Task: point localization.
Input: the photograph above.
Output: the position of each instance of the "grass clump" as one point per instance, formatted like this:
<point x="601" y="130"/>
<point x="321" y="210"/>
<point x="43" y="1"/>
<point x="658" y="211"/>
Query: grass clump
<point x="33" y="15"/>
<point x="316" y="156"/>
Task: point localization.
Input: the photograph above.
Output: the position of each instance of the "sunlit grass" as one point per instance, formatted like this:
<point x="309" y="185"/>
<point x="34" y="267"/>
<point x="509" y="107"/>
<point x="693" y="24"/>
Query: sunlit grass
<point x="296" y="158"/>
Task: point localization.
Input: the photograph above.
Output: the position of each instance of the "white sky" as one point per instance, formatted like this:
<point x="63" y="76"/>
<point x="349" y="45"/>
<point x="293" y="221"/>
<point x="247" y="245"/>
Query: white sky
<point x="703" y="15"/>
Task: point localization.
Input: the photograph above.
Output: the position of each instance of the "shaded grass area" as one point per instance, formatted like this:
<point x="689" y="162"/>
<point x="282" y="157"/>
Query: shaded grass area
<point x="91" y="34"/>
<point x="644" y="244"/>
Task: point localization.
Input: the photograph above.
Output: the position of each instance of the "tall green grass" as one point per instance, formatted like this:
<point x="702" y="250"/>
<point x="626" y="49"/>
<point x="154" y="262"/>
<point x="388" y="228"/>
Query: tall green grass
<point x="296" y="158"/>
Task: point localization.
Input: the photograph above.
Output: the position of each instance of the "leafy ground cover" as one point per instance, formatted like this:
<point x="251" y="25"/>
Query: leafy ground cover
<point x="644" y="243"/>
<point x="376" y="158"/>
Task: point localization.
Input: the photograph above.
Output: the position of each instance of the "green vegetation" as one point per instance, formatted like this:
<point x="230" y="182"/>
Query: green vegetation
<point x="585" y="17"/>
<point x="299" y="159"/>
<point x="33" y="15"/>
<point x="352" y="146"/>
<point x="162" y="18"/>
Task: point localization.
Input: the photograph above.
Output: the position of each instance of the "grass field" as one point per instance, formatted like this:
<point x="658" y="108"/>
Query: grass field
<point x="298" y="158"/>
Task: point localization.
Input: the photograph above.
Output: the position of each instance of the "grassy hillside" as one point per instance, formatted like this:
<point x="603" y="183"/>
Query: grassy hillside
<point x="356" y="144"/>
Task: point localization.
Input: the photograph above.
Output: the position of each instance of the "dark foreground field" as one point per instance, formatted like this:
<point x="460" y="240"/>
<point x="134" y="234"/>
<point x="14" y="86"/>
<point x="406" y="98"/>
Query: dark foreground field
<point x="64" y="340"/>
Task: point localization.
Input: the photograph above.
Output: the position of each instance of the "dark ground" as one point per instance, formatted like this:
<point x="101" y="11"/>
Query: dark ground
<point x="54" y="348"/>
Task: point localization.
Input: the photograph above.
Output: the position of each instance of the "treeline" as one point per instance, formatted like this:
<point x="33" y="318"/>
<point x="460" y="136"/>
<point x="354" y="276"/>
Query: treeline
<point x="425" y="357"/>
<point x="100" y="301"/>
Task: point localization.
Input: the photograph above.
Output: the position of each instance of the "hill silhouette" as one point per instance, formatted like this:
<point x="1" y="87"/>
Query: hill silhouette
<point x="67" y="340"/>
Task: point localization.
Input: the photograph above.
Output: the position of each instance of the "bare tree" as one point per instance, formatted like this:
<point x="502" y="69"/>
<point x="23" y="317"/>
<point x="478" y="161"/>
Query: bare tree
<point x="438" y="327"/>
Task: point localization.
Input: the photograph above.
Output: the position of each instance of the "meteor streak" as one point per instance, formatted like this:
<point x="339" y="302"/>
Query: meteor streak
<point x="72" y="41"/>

* * * * * * * * *

### Exercise prompt
Update the listing from its first line through the line with "Query: grass clump" by replacing "photograph" with "image". Give only those lines and keep everything else the same.

### Answer to this problem
Task: point localization.
Input: the image above.
Output: the position of each instance of the "grass clump" as one point per instance, formatted like this:
<point x="601" y="130"/>
<point x="321" y="210"/>
<point x="43" y="1"/>
<point x="658" y="211"/>
Query: grass clump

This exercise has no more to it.